-- BEGIN Source excerpt --

Backend Performance Tuning
Performance Metrics
Backend performance tuning starts with defining measurement standards:
| Metric | Meaning | Focus |
|---|---|---|
| Throughput (QPS/TPS) | Requests/transactions per second | System capacity ceiling |
| Latency | Time from request to response | User experience |
| P50/P90/P99 | 50th/90th/99th percentile latency | Tail latency |
| Concurrency | Simultaneously processed requests | Resource utilization |
| Error rate | Percentage of failed requests | System stability |
Why look at P99 instead of averages? Suppose 99 out of 100 requests take 10ms and 1 takes 10s. The average is 109ms, which seems acceptable, but P99 is 10s—meaning 1% of users have a terrible experience. Averages mask tail problems.
graph LR
A[Performance Goals] --> B[Reduce P99 latency]
A --> C[Increase throughput]
A --> D[Maintain error rate < 0.1%]
Load Testing Tools
wrk
# Basic load test: 12 threads, 400 connections, 30 seconds
wrk -t12 -c400 -d30s http://localhost:8080/api/users
# With latency distribution
wrk -t12 -c400 -d30s --latency http://localhost:8080/api/users
# Output example
# Latency P50=3.21ms P90=5.43ms P99=12.87ms
# Requests/sec: 124532.11
# Transfer/sec: 45.67MB
wrk2 (Constant Throughput Load Testing)

-- END Source excerpt --
-- BEGIN Dataset rows --

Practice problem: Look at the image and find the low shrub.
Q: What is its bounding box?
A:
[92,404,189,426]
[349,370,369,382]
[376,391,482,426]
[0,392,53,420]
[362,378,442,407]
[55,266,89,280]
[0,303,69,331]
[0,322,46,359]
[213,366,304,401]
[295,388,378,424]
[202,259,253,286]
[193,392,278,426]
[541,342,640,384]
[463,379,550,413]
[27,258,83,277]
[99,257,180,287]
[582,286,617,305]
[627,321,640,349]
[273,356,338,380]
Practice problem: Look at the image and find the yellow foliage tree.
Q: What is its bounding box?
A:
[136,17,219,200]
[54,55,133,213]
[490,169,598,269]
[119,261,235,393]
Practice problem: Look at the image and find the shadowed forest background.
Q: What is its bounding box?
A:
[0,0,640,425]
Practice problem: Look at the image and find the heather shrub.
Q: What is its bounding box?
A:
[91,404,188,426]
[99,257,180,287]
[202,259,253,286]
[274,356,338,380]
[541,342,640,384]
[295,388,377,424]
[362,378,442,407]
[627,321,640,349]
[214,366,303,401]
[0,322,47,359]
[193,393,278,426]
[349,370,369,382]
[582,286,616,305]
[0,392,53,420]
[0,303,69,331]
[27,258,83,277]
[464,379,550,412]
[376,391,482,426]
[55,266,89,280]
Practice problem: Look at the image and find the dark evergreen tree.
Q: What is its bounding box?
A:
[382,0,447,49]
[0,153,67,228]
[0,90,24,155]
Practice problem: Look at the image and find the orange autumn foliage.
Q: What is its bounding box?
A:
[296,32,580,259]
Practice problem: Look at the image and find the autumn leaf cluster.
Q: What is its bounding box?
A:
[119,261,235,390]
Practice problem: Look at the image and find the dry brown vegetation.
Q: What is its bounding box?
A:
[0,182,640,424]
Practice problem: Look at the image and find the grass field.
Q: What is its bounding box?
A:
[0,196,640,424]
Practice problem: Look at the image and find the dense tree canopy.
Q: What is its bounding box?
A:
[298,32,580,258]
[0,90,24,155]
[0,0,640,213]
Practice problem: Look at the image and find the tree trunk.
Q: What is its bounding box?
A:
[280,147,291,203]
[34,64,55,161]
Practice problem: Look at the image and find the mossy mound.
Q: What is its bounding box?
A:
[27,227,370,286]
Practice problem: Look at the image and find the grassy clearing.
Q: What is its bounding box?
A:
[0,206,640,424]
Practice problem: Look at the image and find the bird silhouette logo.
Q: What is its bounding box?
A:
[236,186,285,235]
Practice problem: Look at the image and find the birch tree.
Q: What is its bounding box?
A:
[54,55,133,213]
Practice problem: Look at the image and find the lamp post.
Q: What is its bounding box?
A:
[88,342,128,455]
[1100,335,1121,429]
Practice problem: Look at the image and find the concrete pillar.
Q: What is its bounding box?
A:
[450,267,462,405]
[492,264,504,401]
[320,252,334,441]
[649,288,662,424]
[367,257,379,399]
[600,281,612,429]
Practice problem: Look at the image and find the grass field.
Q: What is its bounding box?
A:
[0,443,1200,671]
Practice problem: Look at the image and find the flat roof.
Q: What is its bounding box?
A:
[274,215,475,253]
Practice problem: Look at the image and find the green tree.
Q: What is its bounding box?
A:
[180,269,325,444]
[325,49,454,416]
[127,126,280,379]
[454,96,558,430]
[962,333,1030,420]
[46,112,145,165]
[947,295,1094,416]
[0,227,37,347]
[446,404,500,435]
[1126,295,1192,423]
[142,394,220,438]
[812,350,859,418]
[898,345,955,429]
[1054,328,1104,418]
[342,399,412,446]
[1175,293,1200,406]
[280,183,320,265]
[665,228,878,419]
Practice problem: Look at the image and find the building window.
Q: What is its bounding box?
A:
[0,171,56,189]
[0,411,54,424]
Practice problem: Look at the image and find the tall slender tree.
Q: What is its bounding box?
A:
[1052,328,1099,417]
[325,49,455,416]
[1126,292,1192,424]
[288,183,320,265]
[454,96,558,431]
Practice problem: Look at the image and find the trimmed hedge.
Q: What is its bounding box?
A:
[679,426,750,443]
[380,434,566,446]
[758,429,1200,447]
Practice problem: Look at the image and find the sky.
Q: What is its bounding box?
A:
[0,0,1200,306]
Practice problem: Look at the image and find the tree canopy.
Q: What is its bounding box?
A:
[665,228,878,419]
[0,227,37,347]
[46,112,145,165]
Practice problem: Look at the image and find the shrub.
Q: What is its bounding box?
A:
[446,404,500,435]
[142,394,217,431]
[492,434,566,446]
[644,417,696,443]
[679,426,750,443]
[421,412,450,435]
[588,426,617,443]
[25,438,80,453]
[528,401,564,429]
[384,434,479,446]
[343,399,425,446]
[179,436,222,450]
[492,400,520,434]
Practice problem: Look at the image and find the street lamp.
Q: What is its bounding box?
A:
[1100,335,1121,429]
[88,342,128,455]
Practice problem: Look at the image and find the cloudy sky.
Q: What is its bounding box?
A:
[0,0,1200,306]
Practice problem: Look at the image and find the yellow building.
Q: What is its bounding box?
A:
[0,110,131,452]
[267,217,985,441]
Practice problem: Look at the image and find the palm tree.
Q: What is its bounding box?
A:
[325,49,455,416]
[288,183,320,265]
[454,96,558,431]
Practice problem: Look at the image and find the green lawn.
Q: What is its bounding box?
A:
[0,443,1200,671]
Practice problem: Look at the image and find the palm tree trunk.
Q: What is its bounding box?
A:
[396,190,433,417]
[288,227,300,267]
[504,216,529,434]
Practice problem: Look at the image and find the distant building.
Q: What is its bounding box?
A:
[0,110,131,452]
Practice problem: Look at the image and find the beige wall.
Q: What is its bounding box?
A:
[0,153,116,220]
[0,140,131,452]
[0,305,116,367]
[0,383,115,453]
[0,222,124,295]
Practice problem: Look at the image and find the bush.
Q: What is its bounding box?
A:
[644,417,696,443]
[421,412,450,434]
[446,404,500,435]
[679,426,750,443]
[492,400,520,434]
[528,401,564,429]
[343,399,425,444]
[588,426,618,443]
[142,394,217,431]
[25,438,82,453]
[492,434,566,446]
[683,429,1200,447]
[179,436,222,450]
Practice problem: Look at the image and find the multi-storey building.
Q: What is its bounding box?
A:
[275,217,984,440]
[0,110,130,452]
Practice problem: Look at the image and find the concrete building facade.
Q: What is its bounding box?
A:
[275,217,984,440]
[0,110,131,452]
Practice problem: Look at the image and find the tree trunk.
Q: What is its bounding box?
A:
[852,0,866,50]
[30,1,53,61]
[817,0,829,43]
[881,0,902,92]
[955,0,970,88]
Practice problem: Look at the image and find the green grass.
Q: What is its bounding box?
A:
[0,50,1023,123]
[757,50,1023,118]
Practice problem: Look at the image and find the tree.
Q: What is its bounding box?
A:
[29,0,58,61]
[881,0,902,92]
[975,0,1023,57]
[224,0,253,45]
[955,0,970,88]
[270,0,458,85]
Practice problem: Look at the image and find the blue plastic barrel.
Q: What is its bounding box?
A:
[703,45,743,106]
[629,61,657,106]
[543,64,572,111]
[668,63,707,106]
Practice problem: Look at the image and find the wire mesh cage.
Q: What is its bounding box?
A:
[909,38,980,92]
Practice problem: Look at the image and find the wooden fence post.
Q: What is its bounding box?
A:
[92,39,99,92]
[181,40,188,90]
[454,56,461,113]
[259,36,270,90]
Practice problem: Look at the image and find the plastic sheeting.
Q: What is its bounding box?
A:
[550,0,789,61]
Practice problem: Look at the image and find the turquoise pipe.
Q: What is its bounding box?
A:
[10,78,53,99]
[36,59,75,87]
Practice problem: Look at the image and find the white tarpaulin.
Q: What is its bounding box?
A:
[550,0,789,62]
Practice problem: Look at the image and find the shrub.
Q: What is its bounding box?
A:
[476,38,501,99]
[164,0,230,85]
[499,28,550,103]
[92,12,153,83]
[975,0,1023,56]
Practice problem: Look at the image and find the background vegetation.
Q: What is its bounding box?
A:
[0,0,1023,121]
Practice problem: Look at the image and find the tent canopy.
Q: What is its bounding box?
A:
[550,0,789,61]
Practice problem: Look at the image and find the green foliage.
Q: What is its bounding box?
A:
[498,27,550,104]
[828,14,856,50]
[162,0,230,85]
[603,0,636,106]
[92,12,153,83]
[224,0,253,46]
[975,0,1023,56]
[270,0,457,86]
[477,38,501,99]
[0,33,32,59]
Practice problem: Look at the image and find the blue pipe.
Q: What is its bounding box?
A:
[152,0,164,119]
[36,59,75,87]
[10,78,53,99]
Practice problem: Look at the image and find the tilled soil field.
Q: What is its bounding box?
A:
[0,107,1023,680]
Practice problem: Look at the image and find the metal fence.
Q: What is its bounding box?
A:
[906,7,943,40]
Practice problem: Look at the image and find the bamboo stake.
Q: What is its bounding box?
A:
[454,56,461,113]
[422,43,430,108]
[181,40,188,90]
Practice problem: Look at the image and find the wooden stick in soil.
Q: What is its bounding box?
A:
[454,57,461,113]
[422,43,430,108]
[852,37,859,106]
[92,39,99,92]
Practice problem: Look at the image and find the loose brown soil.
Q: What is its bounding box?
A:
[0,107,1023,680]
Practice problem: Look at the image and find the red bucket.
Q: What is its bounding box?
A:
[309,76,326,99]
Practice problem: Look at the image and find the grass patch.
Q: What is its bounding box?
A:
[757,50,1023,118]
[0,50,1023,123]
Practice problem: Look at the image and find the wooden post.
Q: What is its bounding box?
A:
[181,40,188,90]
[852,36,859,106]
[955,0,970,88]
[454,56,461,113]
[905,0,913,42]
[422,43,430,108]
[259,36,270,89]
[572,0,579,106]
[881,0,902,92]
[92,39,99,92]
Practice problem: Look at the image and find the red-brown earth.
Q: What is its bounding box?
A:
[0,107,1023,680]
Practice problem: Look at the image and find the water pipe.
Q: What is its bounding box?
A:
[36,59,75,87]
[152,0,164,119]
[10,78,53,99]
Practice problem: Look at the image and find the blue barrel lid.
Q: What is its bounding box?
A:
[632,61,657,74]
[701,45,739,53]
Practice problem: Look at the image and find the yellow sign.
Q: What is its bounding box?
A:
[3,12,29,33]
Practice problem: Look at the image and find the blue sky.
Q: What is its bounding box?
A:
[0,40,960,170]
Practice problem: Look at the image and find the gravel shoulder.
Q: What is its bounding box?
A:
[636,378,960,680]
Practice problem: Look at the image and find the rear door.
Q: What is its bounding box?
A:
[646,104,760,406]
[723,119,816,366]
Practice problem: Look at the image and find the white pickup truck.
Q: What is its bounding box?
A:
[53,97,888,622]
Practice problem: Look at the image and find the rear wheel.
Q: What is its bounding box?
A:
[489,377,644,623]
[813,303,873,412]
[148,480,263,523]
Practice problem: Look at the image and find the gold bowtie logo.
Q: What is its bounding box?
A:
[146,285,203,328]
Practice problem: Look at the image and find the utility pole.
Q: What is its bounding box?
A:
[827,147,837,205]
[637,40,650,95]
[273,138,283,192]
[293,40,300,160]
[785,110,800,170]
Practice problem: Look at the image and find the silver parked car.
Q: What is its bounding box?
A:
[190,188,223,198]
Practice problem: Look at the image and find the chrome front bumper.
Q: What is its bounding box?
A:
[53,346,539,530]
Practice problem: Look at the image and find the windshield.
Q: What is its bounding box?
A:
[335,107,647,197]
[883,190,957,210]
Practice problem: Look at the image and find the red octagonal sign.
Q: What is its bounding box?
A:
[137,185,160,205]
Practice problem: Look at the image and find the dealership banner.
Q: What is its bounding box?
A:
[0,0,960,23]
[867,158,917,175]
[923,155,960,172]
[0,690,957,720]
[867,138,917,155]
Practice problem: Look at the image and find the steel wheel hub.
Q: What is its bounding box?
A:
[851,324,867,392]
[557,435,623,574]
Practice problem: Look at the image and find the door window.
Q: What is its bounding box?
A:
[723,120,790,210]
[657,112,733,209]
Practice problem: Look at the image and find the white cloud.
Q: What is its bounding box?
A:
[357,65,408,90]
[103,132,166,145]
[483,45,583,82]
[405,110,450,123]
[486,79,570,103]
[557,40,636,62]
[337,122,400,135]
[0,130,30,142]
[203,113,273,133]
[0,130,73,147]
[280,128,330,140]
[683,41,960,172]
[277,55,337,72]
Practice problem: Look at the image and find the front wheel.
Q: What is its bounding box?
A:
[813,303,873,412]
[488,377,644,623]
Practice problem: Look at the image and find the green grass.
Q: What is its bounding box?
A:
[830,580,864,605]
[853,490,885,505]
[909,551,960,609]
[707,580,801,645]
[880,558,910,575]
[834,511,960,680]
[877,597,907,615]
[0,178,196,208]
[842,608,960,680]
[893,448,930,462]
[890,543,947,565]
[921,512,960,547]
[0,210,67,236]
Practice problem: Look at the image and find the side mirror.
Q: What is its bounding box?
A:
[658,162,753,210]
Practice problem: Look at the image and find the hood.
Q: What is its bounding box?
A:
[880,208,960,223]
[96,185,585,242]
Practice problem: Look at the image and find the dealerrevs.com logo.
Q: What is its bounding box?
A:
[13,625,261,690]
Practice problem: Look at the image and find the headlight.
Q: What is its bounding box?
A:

-- END Dataset rows --

Goal:
According to the backend performance tuning text, what is the focus of the error rate metric?

Correct result:
System stability.